*** Records shown ***

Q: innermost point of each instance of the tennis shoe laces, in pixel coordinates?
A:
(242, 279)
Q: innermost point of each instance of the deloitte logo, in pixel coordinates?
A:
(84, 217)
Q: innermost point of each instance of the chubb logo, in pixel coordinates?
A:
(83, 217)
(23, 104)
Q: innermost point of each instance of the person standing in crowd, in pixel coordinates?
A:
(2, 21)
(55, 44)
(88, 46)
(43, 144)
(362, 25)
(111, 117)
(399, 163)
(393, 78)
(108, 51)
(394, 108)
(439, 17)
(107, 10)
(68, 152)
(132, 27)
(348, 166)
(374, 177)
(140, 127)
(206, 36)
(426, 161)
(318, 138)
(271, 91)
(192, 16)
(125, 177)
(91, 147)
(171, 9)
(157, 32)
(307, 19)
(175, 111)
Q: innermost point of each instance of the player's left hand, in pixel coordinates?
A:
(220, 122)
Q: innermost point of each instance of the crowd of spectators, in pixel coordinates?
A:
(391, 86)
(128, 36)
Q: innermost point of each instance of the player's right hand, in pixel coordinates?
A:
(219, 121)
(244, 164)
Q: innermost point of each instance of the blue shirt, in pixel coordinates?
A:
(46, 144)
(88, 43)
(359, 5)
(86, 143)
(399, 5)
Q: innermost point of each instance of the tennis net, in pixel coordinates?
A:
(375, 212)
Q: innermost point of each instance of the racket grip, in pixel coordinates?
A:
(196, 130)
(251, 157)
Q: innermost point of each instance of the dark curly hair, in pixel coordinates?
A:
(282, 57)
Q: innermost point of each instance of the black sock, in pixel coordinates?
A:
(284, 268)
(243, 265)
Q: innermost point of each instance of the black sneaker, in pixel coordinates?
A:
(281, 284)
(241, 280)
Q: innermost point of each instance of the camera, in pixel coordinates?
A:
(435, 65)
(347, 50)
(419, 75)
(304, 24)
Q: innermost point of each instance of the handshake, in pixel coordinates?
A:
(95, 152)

*** End of Records shown ***

* **Activity**: If a line in the records above holds the string "black", copy it out.

* **Output of the task**:
Q: innermost point of each instance of the black sock, in pixel coordinates?
Q: innermost point of each instance of the black sneaker, in pixel coordinates?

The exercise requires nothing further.